*EXERCISE TASK*
Pull out every line of the listing below that contains the string "dirt", and copy those lines.

Segmentation data
BEGIN
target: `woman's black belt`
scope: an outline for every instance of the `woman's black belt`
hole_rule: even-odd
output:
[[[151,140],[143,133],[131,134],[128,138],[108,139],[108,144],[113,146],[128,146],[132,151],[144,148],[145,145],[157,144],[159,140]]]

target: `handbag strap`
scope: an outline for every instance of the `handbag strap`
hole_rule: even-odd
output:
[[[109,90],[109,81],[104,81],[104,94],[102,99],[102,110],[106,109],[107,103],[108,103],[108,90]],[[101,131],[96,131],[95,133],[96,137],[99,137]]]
END
BEGIN
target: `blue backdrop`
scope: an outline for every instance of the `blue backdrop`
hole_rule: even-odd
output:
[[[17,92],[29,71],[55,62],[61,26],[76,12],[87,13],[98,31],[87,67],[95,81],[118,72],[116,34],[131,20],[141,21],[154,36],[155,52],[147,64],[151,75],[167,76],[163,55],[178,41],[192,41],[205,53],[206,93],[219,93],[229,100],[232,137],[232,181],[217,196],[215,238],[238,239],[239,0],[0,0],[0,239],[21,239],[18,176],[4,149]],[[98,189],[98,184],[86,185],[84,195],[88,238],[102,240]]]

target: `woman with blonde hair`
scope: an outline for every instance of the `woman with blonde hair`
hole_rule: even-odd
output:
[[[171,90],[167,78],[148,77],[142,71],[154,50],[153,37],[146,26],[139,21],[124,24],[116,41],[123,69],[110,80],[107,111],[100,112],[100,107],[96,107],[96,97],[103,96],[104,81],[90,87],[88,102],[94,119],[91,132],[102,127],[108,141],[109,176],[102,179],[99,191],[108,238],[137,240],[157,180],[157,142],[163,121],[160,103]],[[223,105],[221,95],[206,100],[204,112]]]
END
BEGIN
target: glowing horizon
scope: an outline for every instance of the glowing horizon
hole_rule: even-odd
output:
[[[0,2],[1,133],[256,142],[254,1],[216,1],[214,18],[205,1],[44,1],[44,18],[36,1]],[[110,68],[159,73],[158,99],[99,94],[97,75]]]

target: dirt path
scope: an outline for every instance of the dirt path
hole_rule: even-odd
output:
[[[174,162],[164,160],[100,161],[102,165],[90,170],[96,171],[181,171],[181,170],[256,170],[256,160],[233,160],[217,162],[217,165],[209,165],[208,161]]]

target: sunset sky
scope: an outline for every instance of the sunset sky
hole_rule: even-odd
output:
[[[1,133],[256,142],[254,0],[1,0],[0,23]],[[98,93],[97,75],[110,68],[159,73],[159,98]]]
END
*THE OUTPUT*
target: dirt path
scope: an outline for every instance of the dirt path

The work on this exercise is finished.